■ Preguntas por responder
a) Según la reseña sobre la novela de Gabriel Bellomo, ¿cómo se titula esa novela?
b) Indica si cada afirmación coincide con la reseña sobre la novela de Gabriel Bellomo. Responde sí o no y cita las palabras de la reseña que lo deciden: (i) La reseña la firma Fernando Bogado. (ii) Muerte en Venecia es obra de Gabriel Bellomo. (iii) En El médano, el narrador es un personaje distinto del protagonista.
c) Continúa la reseña sobre la novela de Gabriel Bellomo a partir de su última oración.

Domingo, 27 de marzo de 2011 | Hoy
Una novela que recrea la mirada aparentemente distanciada del artista sobre la belleza, en el afán de recuperar la memoria del pasado.
Por Fernando Bogado
Si hay algo que vuelve una y otra vez a la literatura es la idea de la forma negativa. ¿A qué nos referimos? A aquel momento de cualquier obra en donde hay una apuesta efectiva por lo que consideramos negativo, malo, causante de dolor: la enfermedad, la vejez, la distancia, la muerte. Basta nombrar trabajos medulares de la literatura occidental para entenderlo: Muerte en Venecia, de Thomas Mann, es precisamente eso, la formalización de esta perspectiva del hombre probado en las prácticas artísticas, el narrador mismo, que admira el mundo de lo inocente, de lo no tocado por el arte, desde la distancia, encerrado en este círculo de negatividad que constituyen los elementos ya nombrados. Así también sucede en la última novela de Gabriel Bellomo, El médano, en donde el protagonista y también narrador no hace otra cosa que sumergirse en una miseria en la que despierta como nuevo, como recién venido al mundo.

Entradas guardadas
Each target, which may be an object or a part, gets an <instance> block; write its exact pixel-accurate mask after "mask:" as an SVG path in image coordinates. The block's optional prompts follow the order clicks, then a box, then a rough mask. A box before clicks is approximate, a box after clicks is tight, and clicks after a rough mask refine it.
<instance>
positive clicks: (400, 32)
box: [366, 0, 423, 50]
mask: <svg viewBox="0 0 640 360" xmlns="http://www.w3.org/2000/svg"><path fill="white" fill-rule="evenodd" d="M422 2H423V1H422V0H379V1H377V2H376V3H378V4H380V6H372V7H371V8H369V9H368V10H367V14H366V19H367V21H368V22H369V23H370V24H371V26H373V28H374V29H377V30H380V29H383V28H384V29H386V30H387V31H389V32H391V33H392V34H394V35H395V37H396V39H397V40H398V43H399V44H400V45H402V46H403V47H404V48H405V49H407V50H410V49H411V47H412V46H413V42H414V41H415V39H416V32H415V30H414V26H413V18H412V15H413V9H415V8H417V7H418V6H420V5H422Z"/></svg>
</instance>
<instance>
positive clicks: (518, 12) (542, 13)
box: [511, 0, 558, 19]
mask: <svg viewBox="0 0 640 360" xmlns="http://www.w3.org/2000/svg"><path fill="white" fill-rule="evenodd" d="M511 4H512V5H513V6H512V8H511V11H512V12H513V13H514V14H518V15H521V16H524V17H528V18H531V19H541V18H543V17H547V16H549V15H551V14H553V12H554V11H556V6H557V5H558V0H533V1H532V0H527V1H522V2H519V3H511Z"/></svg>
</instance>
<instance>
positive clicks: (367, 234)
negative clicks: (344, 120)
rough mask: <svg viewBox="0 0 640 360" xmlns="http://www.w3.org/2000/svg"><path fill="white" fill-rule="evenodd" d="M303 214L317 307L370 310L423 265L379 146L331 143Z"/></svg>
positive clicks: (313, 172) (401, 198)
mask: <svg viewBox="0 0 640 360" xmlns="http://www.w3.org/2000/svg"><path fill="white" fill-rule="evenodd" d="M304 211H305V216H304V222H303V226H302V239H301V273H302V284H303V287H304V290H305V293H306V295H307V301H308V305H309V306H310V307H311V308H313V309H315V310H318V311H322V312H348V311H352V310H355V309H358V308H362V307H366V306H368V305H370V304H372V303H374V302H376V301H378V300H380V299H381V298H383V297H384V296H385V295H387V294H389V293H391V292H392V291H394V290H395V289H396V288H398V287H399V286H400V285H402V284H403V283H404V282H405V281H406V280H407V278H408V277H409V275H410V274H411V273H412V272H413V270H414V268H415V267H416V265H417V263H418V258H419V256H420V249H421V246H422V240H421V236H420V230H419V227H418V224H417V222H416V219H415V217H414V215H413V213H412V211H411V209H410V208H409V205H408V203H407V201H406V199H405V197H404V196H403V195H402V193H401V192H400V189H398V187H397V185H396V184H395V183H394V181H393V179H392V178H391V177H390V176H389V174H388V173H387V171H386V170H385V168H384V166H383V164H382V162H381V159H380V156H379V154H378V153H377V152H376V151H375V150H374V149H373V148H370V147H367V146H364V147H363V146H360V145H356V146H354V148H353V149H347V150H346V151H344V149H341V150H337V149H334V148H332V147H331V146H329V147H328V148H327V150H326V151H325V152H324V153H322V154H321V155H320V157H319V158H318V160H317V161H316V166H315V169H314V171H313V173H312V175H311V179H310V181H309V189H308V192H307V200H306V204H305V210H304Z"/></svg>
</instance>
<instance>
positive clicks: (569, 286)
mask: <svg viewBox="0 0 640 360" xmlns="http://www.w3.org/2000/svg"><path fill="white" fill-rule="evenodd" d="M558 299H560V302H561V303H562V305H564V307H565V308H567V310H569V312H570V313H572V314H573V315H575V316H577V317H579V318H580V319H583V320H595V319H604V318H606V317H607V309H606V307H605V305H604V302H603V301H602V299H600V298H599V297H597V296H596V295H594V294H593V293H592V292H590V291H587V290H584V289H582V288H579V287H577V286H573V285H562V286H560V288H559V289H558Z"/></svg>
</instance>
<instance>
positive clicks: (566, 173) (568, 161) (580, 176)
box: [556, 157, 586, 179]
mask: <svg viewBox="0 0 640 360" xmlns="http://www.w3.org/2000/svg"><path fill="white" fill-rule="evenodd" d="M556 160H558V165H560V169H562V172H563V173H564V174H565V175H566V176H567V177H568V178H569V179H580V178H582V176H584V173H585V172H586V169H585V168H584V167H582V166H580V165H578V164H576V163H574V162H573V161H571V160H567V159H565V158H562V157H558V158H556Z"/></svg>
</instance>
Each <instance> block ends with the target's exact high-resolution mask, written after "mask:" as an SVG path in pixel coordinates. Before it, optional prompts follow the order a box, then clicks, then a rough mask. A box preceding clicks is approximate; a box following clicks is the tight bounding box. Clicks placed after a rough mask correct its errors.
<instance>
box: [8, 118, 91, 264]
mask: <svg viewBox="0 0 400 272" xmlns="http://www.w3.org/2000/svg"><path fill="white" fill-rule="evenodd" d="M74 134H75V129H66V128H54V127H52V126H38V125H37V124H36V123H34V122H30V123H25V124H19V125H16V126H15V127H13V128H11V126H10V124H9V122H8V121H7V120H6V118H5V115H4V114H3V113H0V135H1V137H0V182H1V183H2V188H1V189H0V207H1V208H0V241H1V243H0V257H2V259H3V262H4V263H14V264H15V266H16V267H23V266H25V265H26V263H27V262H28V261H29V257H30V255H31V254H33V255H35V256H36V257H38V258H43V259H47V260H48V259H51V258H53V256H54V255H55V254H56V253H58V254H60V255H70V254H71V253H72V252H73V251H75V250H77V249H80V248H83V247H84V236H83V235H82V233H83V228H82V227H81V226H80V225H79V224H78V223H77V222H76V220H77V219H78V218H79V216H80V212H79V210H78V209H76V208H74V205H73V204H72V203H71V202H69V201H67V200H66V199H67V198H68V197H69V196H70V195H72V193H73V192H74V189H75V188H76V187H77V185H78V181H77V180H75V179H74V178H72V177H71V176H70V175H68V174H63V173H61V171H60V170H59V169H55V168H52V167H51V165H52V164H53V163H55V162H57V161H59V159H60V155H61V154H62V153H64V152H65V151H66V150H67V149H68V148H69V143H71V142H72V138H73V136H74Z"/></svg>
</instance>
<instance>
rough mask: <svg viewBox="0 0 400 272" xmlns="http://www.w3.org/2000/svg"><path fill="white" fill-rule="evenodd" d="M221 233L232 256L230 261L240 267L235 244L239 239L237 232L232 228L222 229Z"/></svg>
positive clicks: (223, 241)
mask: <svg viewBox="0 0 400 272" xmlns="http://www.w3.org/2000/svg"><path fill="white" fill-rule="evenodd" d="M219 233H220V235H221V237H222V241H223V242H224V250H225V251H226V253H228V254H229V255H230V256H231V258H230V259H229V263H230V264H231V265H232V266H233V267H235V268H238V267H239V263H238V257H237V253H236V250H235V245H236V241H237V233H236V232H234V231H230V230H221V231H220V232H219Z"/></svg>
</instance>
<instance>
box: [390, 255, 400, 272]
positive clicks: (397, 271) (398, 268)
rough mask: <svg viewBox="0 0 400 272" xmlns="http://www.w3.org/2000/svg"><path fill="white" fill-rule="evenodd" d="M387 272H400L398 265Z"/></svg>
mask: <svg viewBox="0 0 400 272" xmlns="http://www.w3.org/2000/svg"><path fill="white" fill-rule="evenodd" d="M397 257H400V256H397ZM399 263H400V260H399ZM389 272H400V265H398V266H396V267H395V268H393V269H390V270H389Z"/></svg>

■ Respuestas por tarea
a) El médano.

b)
(i) Sí: «Por Fernando Bogado».
(ii) No: «Muerte en Venecia, de Thomas Mann».
(iii) No: «el protagonista y también narrador».

c)
Esa es la sensación, al menos, que lentamente va formándose en Roberto Ballestrero, un cineasta dedicado a la docencia que cuenta con 69 años: la novela comienza con él atravesando la calle como puede, de la mano de una chica que recién conoce u olvidó, Angela, espantado por una serie de camiones militares un 24 de marzo. No recuerda nada, no sabe lo que pasó, no entiende mucho qué está pasando ahora: los únicos datos que conserva en la cabeza son los que le acaban de dar: que se levantó luego de estar varios días postrado en la cama, inconsciente, y que es la única persona en la historia de la “fiebre nómada” en contraerla en un lugar alejado del norte de Africa. Con el correr de los días, se da cuenta de que no recuerda nada desde su último cumpleaños, por lo que el olvido se despliega sobre varios meses.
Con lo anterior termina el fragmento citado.